**EXCERPT TO READ:**
-*-

A magnetic separation technique developed by researchers at Duke University's Pratt School of Engineering and Purdue University makes it relatively simple to sort through beads hundreds of times smaller than the period at the end of this sentence.
The method could lead to new technologies for medical or environmental testing, according to the researchers. For example, specially coated magnetic particles designed to attract particular viruses or bacteria might be used in tailored combinations to simultaneously test for multiple infectious pathogens in a blood or water sample.
Benjamin Yellen, assistant professor of mechanical engineering and materials science at Duke, and Gil Lee, associate professor of chemical engineering at Purdue, report their findings in the December issue of the journal Lab on a Chip (see http://www.rsc.org/Publishing/Journals/LC/article.asp?doi=b713547e).
"If there were five viruses that a patient might have been exposed to, you could potentially develop a technique to look for those five viruses all at the same time," Yellen said. In principle, such a test could be done with just a single drop of blood, as long as there was virus in the sample.

-*-

**QUESTIONS TO ANSWER:**
1. List every academic discipline named in the two researchers' job titles in the passage on magnetic bead separation.
2. Write the next part of the passage on magnetic bead separation, starting after its final sentence.
The entries that come after this text are not needed for the work on it.

-*-

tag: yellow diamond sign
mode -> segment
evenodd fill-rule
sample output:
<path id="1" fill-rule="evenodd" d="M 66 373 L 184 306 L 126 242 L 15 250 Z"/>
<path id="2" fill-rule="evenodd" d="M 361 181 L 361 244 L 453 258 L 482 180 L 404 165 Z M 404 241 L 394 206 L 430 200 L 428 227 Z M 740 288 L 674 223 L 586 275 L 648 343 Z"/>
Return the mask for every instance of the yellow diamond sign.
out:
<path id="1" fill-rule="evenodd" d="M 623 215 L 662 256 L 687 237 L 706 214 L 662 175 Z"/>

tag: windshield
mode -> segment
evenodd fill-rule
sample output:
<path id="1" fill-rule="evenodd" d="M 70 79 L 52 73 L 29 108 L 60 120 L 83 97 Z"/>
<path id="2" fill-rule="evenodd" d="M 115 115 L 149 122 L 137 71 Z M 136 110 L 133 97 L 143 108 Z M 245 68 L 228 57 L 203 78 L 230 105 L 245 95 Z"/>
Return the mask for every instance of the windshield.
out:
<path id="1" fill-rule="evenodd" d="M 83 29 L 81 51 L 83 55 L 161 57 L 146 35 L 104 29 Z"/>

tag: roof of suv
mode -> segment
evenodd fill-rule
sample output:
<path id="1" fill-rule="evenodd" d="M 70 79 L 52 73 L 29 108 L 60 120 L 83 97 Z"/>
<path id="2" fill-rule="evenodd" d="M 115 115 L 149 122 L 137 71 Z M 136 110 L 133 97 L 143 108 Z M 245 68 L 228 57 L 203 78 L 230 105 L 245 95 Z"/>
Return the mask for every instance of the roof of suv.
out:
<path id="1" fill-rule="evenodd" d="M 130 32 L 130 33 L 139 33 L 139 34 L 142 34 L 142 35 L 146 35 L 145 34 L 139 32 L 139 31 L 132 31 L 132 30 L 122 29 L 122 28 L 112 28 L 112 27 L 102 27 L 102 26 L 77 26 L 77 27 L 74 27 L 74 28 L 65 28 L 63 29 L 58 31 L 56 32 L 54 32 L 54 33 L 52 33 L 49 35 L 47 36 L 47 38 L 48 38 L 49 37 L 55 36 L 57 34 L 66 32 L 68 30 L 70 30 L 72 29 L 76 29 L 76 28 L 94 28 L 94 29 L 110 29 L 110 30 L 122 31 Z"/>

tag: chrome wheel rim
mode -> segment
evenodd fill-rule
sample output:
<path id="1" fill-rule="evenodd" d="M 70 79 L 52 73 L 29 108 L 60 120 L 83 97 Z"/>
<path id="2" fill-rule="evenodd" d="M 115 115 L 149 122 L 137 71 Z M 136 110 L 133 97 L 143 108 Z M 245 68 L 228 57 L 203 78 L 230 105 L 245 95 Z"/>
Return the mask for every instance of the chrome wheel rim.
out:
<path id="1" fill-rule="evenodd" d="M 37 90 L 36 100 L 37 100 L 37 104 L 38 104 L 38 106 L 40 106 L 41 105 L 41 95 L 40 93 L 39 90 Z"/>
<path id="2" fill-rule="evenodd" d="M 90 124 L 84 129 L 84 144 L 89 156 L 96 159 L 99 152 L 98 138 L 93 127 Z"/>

-*-

**ANSWERS TO EACH TASK:**
1. Mechanical engineering, materials science, chemical engineering

2.
As an initial demonstration of the concept, the researchers attached two "model pathogens," a baker's yeast and a soil bacterium, to magnetic beads, and used their technique to selectively isolate them.
The magnetic separation method, which the researchers call magnetophoresis, uses a rotating magnetic field and a microchip containing an array of miniature magnets to separate tiny magnetic beads based on their size within a matter of minutes.
The physics behind the technique is as interesting as its potential applications, Yellen added. "The method causes certain particles to become essentially immobile -- just jittering back and forth -- while others move off the chip where they can be isolated. It implies that we could achieve effectively infinite separation between particle types. We thought our technique would work well for bioseparation, but we hadn't predicted it would be this good."